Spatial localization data

______________________________

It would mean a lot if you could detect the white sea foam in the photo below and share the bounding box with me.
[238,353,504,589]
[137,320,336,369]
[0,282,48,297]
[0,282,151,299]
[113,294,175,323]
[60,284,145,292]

______________________________

* Task item *
I'd like all of the entries written out again exactly as they appear above.

* Problem solution *
It would mean a lot if you could detect the white sea foam in the photo below and share the bounding box with me.
[238,353,504,589]
[137,320,336,369]
[0,282,48,297]
[0,282,151,299]
[113,294,175,323]
[60,284,145,292]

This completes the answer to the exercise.